Items from a dataset
╔══

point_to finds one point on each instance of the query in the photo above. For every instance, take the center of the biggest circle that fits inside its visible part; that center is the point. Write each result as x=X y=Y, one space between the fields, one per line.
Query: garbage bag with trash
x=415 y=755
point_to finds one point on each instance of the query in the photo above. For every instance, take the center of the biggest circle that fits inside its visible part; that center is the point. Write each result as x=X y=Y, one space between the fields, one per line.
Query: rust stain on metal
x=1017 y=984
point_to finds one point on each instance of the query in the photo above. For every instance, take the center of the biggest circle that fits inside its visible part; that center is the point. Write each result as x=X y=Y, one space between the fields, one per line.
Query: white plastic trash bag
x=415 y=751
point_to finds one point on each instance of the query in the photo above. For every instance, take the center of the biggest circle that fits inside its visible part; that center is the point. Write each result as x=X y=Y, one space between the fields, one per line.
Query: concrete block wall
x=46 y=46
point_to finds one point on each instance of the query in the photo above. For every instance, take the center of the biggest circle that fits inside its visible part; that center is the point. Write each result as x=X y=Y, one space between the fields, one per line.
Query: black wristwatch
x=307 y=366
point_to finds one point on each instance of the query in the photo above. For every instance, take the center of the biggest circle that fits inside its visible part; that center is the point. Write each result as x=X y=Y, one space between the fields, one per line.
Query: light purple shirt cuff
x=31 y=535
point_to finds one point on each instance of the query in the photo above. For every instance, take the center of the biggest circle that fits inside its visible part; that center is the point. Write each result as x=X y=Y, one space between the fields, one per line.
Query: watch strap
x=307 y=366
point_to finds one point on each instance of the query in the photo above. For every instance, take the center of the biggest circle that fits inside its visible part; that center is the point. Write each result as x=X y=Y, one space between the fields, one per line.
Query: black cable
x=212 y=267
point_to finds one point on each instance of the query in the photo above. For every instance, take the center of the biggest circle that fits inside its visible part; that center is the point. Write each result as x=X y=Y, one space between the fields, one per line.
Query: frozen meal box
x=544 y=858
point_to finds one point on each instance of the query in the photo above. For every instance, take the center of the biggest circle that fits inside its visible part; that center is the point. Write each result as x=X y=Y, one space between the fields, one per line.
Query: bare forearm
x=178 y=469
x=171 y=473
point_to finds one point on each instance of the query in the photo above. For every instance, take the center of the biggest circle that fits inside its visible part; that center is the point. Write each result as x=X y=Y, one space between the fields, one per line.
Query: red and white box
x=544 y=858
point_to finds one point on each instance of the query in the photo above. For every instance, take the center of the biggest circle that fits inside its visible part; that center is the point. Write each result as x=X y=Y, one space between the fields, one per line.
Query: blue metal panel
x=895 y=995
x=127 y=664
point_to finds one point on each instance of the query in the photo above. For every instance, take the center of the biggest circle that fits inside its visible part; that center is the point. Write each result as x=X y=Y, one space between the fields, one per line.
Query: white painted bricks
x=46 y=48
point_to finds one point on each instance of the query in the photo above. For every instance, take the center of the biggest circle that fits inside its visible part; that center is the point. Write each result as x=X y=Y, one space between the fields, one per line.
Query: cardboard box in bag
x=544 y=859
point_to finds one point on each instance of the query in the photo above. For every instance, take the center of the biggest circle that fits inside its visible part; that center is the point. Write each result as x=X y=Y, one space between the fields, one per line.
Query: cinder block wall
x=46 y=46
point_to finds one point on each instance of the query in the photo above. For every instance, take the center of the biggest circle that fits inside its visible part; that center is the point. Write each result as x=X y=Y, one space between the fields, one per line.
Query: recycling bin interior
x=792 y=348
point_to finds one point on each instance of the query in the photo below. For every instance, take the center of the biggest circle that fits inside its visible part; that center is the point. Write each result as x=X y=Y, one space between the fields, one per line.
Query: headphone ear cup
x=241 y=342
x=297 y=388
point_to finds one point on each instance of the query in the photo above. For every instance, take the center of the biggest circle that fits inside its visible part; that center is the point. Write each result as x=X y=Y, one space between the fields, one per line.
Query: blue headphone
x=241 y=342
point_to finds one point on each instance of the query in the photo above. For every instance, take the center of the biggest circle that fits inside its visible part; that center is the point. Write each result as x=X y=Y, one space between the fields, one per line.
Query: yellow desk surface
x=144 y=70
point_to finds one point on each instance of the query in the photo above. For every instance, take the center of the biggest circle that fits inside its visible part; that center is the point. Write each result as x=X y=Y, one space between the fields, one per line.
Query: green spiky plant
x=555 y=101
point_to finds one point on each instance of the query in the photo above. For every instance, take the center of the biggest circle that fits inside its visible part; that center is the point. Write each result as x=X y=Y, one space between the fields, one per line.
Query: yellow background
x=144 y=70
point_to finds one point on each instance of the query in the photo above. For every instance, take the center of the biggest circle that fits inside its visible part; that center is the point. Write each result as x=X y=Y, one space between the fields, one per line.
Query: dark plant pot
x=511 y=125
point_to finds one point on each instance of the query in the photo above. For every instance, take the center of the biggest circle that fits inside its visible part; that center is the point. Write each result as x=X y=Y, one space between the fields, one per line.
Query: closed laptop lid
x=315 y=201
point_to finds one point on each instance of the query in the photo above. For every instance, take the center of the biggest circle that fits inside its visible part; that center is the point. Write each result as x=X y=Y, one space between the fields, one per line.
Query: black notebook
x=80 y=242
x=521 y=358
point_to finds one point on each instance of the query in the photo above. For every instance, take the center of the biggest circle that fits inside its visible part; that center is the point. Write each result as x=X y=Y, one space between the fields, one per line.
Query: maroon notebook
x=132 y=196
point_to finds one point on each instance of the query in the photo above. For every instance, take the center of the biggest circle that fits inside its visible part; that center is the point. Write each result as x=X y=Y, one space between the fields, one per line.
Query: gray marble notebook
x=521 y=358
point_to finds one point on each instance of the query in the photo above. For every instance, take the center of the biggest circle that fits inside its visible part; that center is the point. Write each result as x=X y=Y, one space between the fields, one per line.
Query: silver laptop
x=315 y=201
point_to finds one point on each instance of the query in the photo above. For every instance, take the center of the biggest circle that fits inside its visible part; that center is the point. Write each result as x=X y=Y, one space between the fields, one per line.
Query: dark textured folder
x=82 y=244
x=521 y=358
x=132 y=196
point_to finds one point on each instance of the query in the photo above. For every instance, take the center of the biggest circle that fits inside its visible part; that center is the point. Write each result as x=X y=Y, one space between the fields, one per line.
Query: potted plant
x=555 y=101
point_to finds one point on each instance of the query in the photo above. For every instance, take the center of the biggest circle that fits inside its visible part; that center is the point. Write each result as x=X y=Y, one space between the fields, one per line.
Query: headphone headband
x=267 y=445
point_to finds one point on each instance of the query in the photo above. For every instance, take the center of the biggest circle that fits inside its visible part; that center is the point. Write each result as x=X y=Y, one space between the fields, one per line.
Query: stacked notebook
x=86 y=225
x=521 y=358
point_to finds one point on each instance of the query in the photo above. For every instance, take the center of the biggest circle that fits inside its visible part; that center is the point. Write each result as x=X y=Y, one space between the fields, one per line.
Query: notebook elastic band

╚══

→ TASK REQUIREMENTS:
Every line above is to be transcribed exactly, with nothing dropped.

→ SOLUTION BELOW:
point_to finds one point on each instance of the query in the photo above. For every instance, take the center of the biggest circle that fits inside its visible part; that center is the point. Write each result as x=X y=Y, one space between the fields, one per line.
Query: garbage bag with trash
x=415 y=755
point_to finds one point on each instance of the query in the photo above. For every instance, take the center of the biggest circle that fits inside its visible part; that center is the point. Write each result as x=X y=Y, one space between the fields, one per line.
Query: rust stain on metal
x=1017 y=984
point_to finds one point on each instance of the query in the photo above. For every instance, take the center of the biggest circle that fits inside its visible part; that center is the point. Write each result as x=X y=Y, one space between the fields, one per line.
Query: white plastic trash bag
x=415 y=751
point_to finds one point on each instance of the query in the photo above. For every instance, take the center of the biggest circle that fits inside its visible part; that center is the point. Write each result as x=X y=Y, one space between the fields, one per line.
Query: concrete block wall
x=46 y=46
point_to finds one point on each instance of the query in the photo above. For every instance, take the center of the biggest circle that fits inside its visible part; that center is the point. Write each result as x=X y=Y, one space between the fields, one per line.
Query: black wristwatch
x=307 y=366
point_to finds one point on each instance of the query in the photo above. For every instance, take the center of the biggest circle that fits inside its visible part; that center is the point. Write each result as x=X y=Y, one space between the fields, one per line.
Query: light purple shirt cuff
x=31 y=535
point_to finds one point on each instance of the query in the photo above. For every instance, take the center of the biggest circle that fits inside its visible part; that center is the point. Write each result as x=X y=Y, one space between the fields, one per line.
Query: watch strap
x=307 y=366
point_to finds one point on each instance of the query in the photo above. For every instance, take the center of the biggest circle that fits inside its visible part; that center is the point. Write each result as x=X y=Y, one space between the fields, one per line.
Query: black cable
x=212 y=267
point_to finds one point on each instance of the query in the photo above. For every instance, take the center of the biggest circle that fits inside its visible part; that center is the point. Write each result as x=X y=Y, one space between the fields, one per line.
Query: frozen meal box
x=544 y=858
point_to finds one point on each instance of the query in the photo above. For every instance, take the center of the biggest circle that fits inside its visible part; that center is the point. Write each result as x=X y=Y, one space between the fields, one per line.
Query: bare forearm
x=178 y=469
x=171 y=473
point_to finds one point on each instance of the query in the photo above. For every instance, take the center of the biggest circle that fits inside its visible part; that center is the point. Write each result as x=X y=Y, one space between the fields, one per line.
Query: red and white box
x=544 y=858
point_to finds one point on each instance of the query in the photo above. For every instance, take the center of the biggest circle that fits inside its visible part; that center is the point. Write each result as x=X y=Y, one space between the fields, one per line.
Query: blue metal panel
x=895 y=995
x=127 y=664
point_to finds one point on each instance of the query in the photo above. For every instance, take the center of the biggest circle that fits inside its visible part; that center is the point. Write each result as x=X y=Y, one space between the fields, one per line.
Query: white painted bricks
x=46 y=48
point_to finds one point on each instance of the query in the photo above. For every instance, take the center of the biggest circle that fits inside its visible part; that center is the point. Write each result as x=X y=Y, one space between the fields, one per line.
Query: cardboard box in bag
x=544 y=859
point_to finds one point on each instance of the query in the photo above. For every instance, take the center of the biggest circle that fits inside its visible part; that center is the point. Write each result as x=X y=Y, one space between the fields, one per line.
Query: cinder block wall
x=46 y=46
point_to finds one point on each instance of the query in the photo above. For every instance, take the center of the biggest circle that fits inside its visible part; that center is the point. Write each result as x=X y=Y, one space between the fields, one per line.
Query: recycling bin interior
x=792 y=348
point_to finds one point on each instance of the query in the photo below. For every instance, take the center of the biggest circle that fits inside its visible part; that center is the point. Write each result as x=X y=Y, one space between the fields, one per line.
Query: headphone ear cup
x=241 y=342
x=297 y=388
point_to finds one point on each instance of the query in the photo above. For every instance, take the center of the biggest circle that fits inside its visible part; that center is the point. Write each result as x=X y=Y, one space between the fields, one per line.
Query: blue headphone
x=241 y=342
point_to finds one point on each instance of the query in the photo above. For every instance, take the center of the biggest circle that fits inside its visible part; that center is the point. Write each result as x=X y=Y, one space between the fields, one per line.
Query: yellow desk surface
x=144 y=70
point_to finds one point on each instance of the query in the photo above. For every instance, take the center of the biggest circle that fits inside its visible part; that center is the point. Write each result as x=X y=Y, one space between the fields, one per line.
Query: green spiky plant
x=555 y=101
point_to finds one point on each instance of the query in the photo above. For every instance, take the center of the biggest circle that fits inside its visible part; that center is the point. Write each result as x=X y=Y, one space between the fields, one per line.
Query: yellow background
x=144 y=70
point_to finds one point on each instance of the query in the photo above. For every instance, take the center of the biggest circle that fits inside its visible part; that center is the point. Write each result as x=X y=Y, one space between the fields, one per line.
Query: dark plant pot
x=511 y=125
point_to finds one point on each instance of the query in the photo above. For every instance, take the center of the biggest circle that fits inside its visible part; that center is the point. Write each result as x=X y=Y, one space between the fields, one per line.
Query: closed laptop lid
x=315 y=201
point_to finds one point on each instance of the query in the photo above. For every instance, take the center of the biggest circle that fits inside its visible part; that center is the point. Write each result as x=X y=Y, one space between the fields, one per line.
Query: black notebook
x=80 y=242
x=521 y=358
point_to finds one point on each instance of the query in the photo above. For every instance, take the center of the biggest circle that fits inside its visible part; that center is the point. Write each result as x=X y=Y, one space between the fields, one per line.
Query: maroon notebook
x=132 y=196
point_to finds one point on each instance of the query in the photo above. For every instance, take the center of the biggest circle that fits inside its visible part; that center is the point. Write each result as x=X y=Y, one space between the fields, one per line.
Query: gray marble notebook
x=521 y=358
point_to finds one point on each instance of the query in the photo above. For every instance, take the center of the biggest circle that fits inside its visible part; that center is the point. Write each result as x=X y=Y, one space between the fields, one per line.
Query: silver laptop
x=315 y=201
point_to finds one point on each instance of the query in the photo above. For every instance, take the center of the biggest circle that fits inside its visible part; that center is the point. Write each result as x=X y=Y, one space between the fields, one per line.
Query: dark textured folder
x=82 y=244
x=521 y=358
x=132 y=196
point_to finds one point on each instance of the query in the photo above. For every instance, take the center of the biggest circle that fits inside its visible part; that center is the point. Write each result as x=X y=Y, one space between the fields, one per line.
Query: potted plant
x=555 y=101
point_to finds one point on each instance of the query in the photo above. For every instance, take the center of the biggest circle that fits inside its visible part; that center is the point. Write each result as x=X y=Y, one space between the fields, one per line.
Query: headphone headband
x=267 y=445
point_to finds one point on each instance of the query in the photo above. For every instance, take the center of the biggest circle that fits inside its visible part; that center is the point. Write each result as x=X y=Y, one space between the fields, one per line.
Query: stacked notebook
x=86 y=225
x=521 y=358
point_to finds one point on each instance of the query in the photo above. For every instance, take the center of the biggest circle that fits inside its visible part; that center is the point. Write each result as x=X y=Y, one space between the fields, one per line.
Query: notebook elastic band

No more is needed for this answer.